So we do something else. It turns out that the singular values of $M_n$ tend to be spaced apart with spacing about $1/\sqrt{n}$ ; in particular, $\sigma_{n-k+1}(M)$ is heuristically about $k / \sqrt{n}$ . (This intuition is supported by the Marchenko-Pastur law, and is also backed up by the tail estimates of Rudelson and Vershynin mentioned earlier.) Inverting this, we see that the $k^{th}$ largest singular value of $M_n^{-1}$ should be about $\sqrt{n} / k$ . Thus we see that (after dividing out the normalising factor $\sqrt{n}$ ) the matrix $M_n^{-1}$ should behave like a compact operator; its singular values decay to zero at a noticeable rate. In particular, $M_n^{-1}$ should behave approximately like a finite rank matrix. (More accurately, “finite” should be “bounded uniformly in n”.)

At this point, we use the philosophy from the property testing literature for finite rank matrices, which tells us that statistics of large finite rank matrix (and in particular, its largest eigenvalue) often can be computed accurately from a small random sample of that matrix. Indeed, if we pick a small integer s (in practice $s \sim n^\varepsilon$ for some small $\varepsilon > 0$ , and let $B(M_n)$ be the $s \times n$ matrix formed by taking s rows of $M_n^{-1}$ at random (actually, given the iid nature of $M_n$ , we can just take the first s rows), then we expect (from the approximate finite rank nature of $M_n^{-1}$ )

$\sigma_1(M_n^{-1}) \approx \sqrt{\frac{n}{s}} \sigma_1( B(M_n) )$ .

It turns out that one can justify this by an application of the moment method, coupled with some estimates on the size of the rows of $M_n^{-1}$ which can be obtained variants of the machinery used in previous papers (in particular, we need some new estimates on distances between random vectors and random hyperplanes).

Of course, everything we say about the Bernoulli ensemble has counterparts for the gaussian ensemble, and so we are reduced to showing that

$\sigma_1(B(M_n)) \approx \sigma_1(B(G_n))$ .

[THE TASKS]
A: In the passage on random matrix singular values, how is the small integer s typically chosen in practice?
B: List every result, method, or body of work that the passage on random matrix singular values cites to support or justify its heuristics.

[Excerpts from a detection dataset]

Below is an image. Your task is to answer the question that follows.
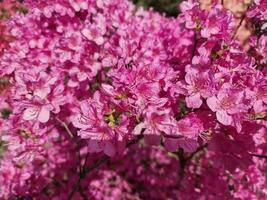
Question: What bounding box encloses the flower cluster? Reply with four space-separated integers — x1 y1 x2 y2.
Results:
0 0 267 200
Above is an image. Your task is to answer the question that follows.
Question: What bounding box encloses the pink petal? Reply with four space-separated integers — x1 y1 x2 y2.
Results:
72 114 91 129
104 142 116 157
185 93 202 108
216 110 233 126
38 107 50 123
207 97 218 112
22 107 39 120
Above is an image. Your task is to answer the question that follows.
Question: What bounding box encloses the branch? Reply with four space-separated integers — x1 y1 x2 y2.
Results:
191 31 198 62
68 135 143 200
249 153 267 159
187 143 208 161
55 117 74 138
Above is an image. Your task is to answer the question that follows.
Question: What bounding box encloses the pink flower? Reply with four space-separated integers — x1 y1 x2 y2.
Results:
207 84 244 125
185 68 213 108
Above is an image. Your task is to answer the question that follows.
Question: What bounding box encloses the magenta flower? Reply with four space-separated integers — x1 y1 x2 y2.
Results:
185 68 213 108
207 85 244 125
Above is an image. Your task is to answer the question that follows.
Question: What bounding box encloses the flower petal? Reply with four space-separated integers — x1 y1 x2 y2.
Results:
216 110 233 126
22 107 39 120
38 107 50 123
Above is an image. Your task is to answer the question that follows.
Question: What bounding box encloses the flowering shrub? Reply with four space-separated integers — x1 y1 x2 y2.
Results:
0 0 267 200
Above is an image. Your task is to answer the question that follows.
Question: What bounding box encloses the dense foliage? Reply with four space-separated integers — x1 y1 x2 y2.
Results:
0 0 267 200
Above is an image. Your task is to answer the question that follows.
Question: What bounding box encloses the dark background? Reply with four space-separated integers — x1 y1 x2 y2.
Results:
132 0 182 17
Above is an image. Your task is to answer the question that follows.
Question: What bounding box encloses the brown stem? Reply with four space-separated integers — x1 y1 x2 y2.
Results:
55 117 74 138
68 135 143 200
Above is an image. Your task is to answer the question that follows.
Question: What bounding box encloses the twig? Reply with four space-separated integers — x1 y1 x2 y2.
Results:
191 32 198 62
68 135 146 200
249 153 267 159
186 143 208 161
55 117 74 138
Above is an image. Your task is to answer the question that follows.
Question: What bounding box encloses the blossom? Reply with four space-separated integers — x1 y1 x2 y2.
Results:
207 84 244 125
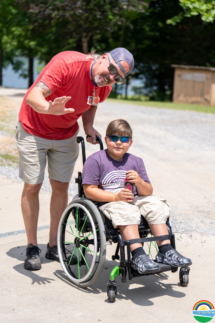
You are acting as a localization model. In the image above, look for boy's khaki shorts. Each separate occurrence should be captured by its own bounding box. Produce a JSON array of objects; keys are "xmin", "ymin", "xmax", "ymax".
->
[
  {"xmin": 16, "ymin": 121, "xmax": 79, "ymax": 184},
  {"xmin": 100, "ymin": 195, "xmax": 170, "ymax": 228}
]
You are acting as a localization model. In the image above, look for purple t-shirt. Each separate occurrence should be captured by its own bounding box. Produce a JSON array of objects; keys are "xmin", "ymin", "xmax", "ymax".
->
[{"xmin": 82, "ymin": 149, "xmax": 151, "ymax": 194}]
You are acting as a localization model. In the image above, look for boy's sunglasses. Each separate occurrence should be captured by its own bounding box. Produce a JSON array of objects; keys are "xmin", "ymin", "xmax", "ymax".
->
[
  {"xmin": 107, "ymin": 135, "xmax": 130, "ymax": 143},
  {"xmin": 107, "ymin": 55, "xmax": 123, "ymax": 83}
]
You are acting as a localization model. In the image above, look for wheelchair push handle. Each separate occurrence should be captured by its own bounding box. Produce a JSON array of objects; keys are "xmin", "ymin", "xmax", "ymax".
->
[
  {"xmin": 86, "ymin": 135, "xmax": 104, "ymax": 150},
  {"xmin": 77, "ymin": 136, "xmax": 103, "ymax": 165}
]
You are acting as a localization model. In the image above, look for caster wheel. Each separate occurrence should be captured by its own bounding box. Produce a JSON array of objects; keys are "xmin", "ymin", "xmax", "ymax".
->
[
  {"xmin": 107, "ymin": 286, "xmax": 116, "ymax": 303},
  {"xmin": 179, "ymin": 268, "xmax": 189, "ymax": 287},
  {"xmin": 171, "ymin": 267, "xmax": 178, "ymax": 273}
]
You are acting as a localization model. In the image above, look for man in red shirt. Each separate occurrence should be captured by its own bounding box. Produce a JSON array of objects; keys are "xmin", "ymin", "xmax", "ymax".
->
[{"xmin": 16, "ymin": 48, "xmax": 134, "ymax": 270}]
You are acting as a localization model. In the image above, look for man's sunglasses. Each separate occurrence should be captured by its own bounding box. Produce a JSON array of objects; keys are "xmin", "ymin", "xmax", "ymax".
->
[
  {"xmin": 107, "ymin": 54, "xmax": 123, "ymax": 83},
  {"xmin": 107, "ymin": 135, "xmax": 130, "ymax": 143}
]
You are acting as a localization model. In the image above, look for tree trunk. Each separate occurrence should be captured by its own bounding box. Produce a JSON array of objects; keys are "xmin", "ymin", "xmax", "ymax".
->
[
  {"xmin": 0, "ymin": 50, "xmax": 3, "ymax": 86},
  {"xmin": 28, "ymin": 57, "xmax": 34, "ymax": 87}
]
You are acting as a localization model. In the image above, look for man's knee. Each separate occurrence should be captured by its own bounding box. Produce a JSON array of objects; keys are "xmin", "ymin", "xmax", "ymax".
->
[
  {"xmin": 50, "ymin": 179, "xmax": 69, "ymax": 194},
  {"xmin": 23, "ymin": 183, "xmax": 42, "ymax": 195}
]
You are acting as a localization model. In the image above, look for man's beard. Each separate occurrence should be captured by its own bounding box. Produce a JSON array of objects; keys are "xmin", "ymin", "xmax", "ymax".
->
[{"xmin": 95, "ymin": 74, "xmax": 111, "ymax": 87}]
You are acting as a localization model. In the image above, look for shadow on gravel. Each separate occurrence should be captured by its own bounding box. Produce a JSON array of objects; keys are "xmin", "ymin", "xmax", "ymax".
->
[
  {"xmin": 54, "ymin": 261, "xmax": 186, "ymax": 306},
  {"xmin": 6, "ymin": 244, "xmax": 54, "ymax": 285}
]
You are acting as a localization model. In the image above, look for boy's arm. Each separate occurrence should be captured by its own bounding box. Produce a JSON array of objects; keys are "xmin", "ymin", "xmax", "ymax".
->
[
  {"xmin": 126, "ymin": 170, "xmax": 153, "ymax": 196},
  {"xmin": 83, "ymin": 184, "xmax": 134, "ymax": 202}
]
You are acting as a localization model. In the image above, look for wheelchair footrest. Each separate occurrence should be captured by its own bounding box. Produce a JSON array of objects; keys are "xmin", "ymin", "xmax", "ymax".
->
[{"xmin": 131, "ymin": 263, "xmax": 172, "ymax": 278}]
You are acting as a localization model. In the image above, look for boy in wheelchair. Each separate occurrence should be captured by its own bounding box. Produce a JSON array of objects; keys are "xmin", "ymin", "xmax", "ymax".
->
[{"xmin": 82, "ymin": 119, "xmax": 192, "ymax": 274}]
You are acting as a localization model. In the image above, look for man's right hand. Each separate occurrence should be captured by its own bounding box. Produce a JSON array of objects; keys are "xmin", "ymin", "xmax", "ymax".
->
[
  {"xmin": 46, "ymin": 96, "xmax": 75, "ymax": 116},
  {"xmin": 116, "ymin": 188, "xmax": 134, "ymax": 203}
]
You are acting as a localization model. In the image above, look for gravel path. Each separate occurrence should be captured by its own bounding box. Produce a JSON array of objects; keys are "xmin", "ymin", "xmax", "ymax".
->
[{"xmin": 0, "ymin": 88, "xmax": 215, "ymax": 235}]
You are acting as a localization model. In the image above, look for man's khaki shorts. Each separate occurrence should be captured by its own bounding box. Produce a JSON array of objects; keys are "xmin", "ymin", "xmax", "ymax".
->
[{"xmin": 16, "ymin": 121, "xmax": 79, "ymax": 184}]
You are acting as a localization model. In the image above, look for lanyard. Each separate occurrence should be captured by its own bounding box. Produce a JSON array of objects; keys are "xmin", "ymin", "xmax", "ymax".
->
[
  {"xmin": 90, "ymin": 61, "xmax": 97, "ymax": 87},
  {"xmin": 87, "ymin": 61, "xmax": 100, "ymax": 106}
]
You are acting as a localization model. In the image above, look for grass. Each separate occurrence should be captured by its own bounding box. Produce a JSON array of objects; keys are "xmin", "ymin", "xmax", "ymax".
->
[{"xmin": 107, "ymin": 97, "xmax": 215, "ymax": 114}]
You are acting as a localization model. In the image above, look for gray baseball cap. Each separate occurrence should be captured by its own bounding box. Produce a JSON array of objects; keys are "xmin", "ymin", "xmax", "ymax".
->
[{"xmin": 110, "ymin": 47, "xmax": 134, "ymax": 77}]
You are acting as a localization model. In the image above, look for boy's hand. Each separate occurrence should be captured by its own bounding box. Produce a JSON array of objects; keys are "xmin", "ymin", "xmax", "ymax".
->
[
  {"xmin": 116, "ymin": 188, "xmax": 134, "ymax": 203},
  {"xmin": 126, "ymin": 170, "xmax": 141, "ymax": 186}
]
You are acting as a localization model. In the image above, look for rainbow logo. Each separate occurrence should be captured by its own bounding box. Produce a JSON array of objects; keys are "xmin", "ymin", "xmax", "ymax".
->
[{"xmin": 193, "ymin": 300, "xmax": 215, "ymax": 323}]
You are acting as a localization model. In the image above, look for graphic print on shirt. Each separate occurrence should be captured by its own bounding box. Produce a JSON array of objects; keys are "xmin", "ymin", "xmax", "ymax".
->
[{"xmin": 102, "ymin": 170, "xmax": 126, "ymax": 194}]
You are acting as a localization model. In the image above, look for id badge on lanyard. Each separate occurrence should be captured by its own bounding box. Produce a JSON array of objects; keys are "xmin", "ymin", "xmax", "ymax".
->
[{"xmin": 87, "ymin": 86, "xmax": 100, "ymax": 105}]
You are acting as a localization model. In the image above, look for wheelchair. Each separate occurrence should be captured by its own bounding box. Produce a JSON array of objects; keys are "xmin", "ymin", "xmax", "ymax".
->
[{"xmin": 57, "ymin": 137, "xmax": 190, "ymax": 302}]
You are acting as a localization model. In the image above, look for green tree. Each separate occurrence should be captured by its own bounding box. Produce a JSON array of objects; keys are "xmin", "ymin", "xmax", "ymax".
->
[{"xmin": 167, "ymin": 0, "xmax": 215, "ymax": 25}]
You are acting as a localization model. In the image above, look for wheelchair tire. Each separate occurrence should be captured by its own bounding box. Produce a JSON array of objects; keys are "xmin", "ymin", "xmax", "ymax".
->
[
  {"xmin": 58, "ymin": 198, "xmax": 106, "ymax": 288},
  {"xmin": 107, "ymin": 286, "xmax": 116, "ymax": 303}
]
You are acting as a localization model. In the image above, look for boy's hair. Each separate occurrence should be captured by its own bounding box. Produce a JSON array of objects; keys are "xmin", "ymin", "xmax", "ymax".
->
[{"xmin": 106, "ymin": 119, "xmax": 132, "ymax": 138}]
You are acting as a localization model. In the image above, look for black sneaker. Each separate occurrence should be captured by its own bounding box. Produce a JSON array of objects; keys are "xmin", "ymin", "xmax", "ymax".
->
[
  {"xmin": 132, "ymin": 254, "xmax": 160, "ymax": 274},
  {"xmin": 24, "ymin": 243, "xmax": 41, "ymax": 270},
  {"xmin": 156, "ymin": 249, "xmax": 192, "ymax": 267},
  {"xmin": 45, "ymin": 243, "xmax": 59, "ymax": 261}
]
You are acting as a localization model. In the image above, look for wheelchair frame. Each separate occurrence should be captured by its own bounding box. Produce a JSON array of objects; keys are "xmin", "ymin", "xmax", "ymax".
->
[{"xmin": 58, "ymin": 137, "xmax": 190, "ymax": 302}]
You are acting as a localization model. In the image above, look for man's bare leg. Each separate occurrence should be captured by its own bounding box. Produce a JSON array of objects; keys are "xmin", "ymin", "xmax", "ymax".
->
[
  {"xmin": 49, "ymin": 179, "xmax": 69, "ymax": 247},
  {"xmin": 119, "ymin": 224, "xmax": 143, "ymax": 251},
  {"xmin": 21, "ymin": 183, "xmax": 42, "ymax": 246},
  {"xmin": 149, "ymin": 223, "xmax": 170, "ymax": 247}
]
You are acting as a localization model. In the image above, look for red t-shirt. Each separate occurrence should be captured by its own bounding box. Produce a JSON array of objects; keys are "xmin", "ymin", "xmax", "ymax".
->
[{"xmin": 19, "ymin": 51, "xmax": 112, "ymax": 140}]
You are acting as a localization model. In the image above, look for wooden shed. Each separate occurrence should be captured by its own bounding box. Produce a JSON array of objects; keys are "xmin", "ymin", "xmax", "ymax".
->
[{"xmin": 171, "ymin": 65, "xmax": 215, "ymax": 106}]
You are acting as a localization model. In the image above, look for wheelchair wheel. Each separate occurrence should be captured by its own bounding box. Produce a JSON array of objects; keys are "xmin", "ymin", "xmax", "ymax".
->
[
  {"xmin": 107, "ymin": 286, "xmax": 116, "ymax": 303},
  {"xmin": 58, "ymin": 198, "xmax": 106, "ymax": 288}
]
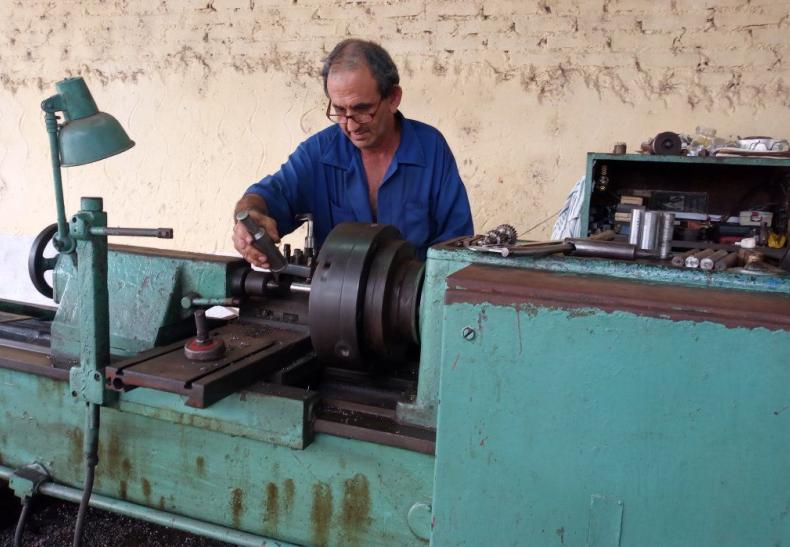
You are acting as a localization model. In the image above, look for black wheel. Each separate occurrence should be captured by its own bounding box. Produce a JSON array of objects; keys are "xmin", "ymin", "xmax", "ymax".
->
[
  {"xmin": 310, "ymin": 222, "xmax": 424, "ymax": 371},
  {"xmin": 27, "ymin": 224, "xmax": 58, "ymax": 298}
]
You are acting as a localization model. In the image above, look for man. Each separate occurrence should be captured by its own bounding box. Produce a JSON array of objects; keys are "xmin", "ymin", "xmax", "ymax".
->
[{"xmin": 233, "ymin": 40, "xmax": 474, "ymax": 268}]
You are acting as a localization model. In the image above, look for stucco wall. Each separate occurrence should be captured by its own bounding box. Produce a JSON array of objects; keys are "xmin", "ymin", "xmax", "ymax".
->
[{"xmin": 0, "ymin": 0, "xmax": 790, "ymax": 296}]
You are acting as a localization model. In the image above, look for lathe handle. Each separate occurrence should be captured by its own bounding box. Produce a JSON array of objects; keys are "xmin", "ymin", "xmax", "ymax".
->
[{"xmin": 236, "ymin": 211, "xmax": 288, "ymax": 272}]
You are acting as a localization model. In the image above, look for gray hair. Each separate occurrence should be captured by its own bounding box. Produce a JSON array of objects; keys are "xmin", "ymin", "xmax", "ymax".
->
[{"xmin": 321, "ymin": 38, "xmax": 400, "ymax": 98}]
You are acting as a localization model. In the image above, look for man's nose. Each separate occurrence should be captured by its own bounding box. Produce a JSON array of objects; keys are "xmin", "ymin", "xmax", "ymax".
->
[{"xmin": 346, "ymin": 118, "xmax": 362, "ymax": 131}]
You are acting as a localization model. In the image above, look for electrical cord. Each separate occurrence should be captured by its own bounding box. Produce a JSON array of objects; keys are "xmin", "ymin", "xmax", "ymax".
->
[
  {"xmin": 72, "ymin": 403, "xmax": 101, "ymax": 547},
  {"xmin": 14, "ymin": 497, "xmax": 33, "ymax": 547}
]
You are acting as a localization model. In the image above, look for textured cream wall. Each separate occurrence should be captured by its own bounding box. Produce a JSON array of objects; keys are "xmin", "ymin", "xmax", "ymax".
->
[{"xmin": 0, "ymin": 0, "xmax": 790, "ymax": 252}]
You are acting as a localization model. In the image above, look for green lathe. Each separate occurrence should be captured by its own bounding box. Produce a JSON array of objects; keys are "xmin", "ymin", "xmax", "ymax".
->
[{"xmin": 0, "ymin": 79, "xmax": 790, "ymax": 547}]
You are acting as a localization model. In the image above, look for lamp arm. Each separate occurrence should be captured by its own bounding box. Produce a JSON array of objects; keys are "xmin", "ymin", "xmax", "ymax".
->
[{"xmin": 41, "ymin": 95, "xmax": 76, "ymax": 253}]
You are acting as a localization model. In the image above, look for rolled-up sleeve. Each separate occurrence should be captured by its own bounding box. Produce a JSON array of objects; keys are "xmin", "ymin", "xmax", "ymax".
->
[
  {"xmin": 246, "ymin": 142, "xmax": 315, "ymax": 234},
  {"xmin": 429, "ymin": 139, "xmax": 474, "ymax": 245}
]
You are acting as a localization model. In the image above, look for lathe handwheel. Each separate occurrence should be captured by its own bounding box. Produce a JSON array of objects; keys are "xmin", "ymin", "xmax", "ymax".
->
[{"xmin": 27, "ymin": 224, "xmax": 58, "ymax": 298}]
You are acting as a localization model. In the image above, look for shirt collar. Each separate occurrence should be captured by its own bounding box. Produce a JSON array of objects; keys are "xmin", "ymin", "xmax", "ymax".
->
[{"xmin": 321, "ymin": 110, "xmax": 425, "ymax": 170}]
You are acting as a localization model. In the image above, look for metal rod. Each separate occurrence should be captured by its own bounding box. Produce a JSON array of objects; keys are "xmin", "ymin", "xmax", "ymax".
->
[
  {"xmin": 90, "ymin": 226, "xmax": 173, "ymax": 239},
  {"xmin": 42, "ymin": 109, "xmax": 74, "ymax": 253},
  {"xmin": 639, "ymin": 211, "xmax": 659, "ymax": 251},
  {"xmin": 713, "ymin": 253, "xmax": 738, "ymax": 271},
  {"xmin": 628, "ymin": 207, "xmax": 645, "ymax": 245},
  {"xmin": 672, "ymin": 249, "xmax": 697, "ymax": 268},
  {"xmin": 699, "ymin": 250, "xmax": 727, "ymax": 270},
  {"xmin": 14, "ymin": 496, "xmax": 32, "ymax": 547},
  {"xmin": 0, "ymin": 466, "xmax": 298, "ymax": 547},
  {"xmin": 658, "ymin": 212, "xmax": 675, "ymax": 260},
  {"xmin": 291, "ymin": 283, "xmax": 310, "ymax": 294},
  {"xmin": 686, "ymin": 249, "xmax": 716, "ymax": 269}
]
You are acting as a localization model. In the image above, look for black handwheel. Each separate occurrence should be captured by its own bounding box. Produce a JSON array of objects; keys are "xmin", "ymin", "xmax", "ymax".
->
[{"xmin": 27, "ymin": 224, "xmax": 58, "ymax": 298}]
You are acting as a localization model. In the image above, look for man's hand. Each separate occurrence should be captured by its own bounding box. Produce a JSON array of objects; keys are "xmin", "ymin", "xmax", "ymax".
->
[{"xmin": 233, "ymin": 195, "xmax": 280, "ymax": 268}]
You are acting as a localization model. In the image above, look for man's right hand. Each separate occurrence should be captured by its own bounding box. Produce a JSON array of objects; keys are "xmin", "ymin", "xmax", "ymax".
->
[{"xmin": 233, "ymin": 207, "xmax": 280, "ymax": 268}]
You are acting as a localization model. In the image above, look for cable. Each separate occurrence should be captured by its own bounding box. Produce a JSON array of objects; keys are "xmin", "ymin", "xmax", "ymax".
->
[
  {"xmin": 72, "ymin": 403, "xmax": 101, "ymax": 547},
  {"xmin": 14, "ymin": 496, "xmax": 32, "ymax": 547}
]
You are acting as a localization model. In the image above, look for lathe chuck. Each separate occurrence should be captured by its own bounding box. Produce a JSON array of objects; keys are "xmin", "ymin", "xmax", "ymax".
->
[{"xmin": 309, "ymin": 222, "xmax": 424, "ymax": 369}]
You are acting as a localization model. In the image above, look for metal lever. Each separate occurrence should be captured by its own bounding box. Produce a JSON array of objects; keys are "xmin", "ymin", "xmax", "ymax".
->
[
  {"xmin": 90, "ymin": 226, "xmax": 173, "ymax": 239},
  {"xmin": 236, "ymin": 211, "xmax": 288, "ymax": 273}
]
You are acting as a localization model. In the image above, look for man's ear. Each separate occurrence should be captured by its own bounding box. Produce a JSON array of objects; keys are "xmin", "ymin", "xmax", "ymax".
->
[{"xmin": 388, "ymin": 85, "xmax": 403, "ymax": 114}]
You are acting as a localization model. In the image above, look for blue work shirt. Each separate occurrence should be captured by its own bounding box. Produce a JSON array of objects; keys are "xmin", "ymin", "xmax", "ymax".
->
[{"xmin": 247, "ymin": 112, "xmax": 474, "ymax": 259}]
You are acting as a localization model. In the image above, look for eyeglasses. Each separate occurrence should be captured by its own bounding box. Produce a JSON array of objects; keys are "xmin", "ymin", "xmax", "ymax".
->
[{"xmin": 326, "ymin": 97, "xmax": 384, "ymax": 124}]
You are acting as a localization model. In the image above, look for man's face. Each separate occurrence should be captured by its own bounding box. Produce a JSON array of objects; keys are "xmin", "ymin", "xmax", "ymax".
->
[{"xmin": 326, "ymin": 67, "xmax": 401, "ymax": 150}]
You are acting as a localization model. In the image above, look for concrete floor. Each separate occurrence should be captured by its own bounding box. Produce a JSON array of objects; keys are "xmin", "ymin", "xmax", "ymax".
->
[{"xmin": 0, "ymin": 481, "xmax": 229, "ymax": 547}]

[ANSWERS FOR THE EXERCISE]
A: $s \sim n^\varepsilon$ for some small $\varepsilon > 0$.

B:
- The Marchenko-Pastur law
- The tail estimates of Rudelson and Vershynin
- The philosophy from the property testing literature for finite rank matrices
- The moment method
- Variants of the machinery used in previous papers, including new estimates on distances between random vectors and random hyperplanes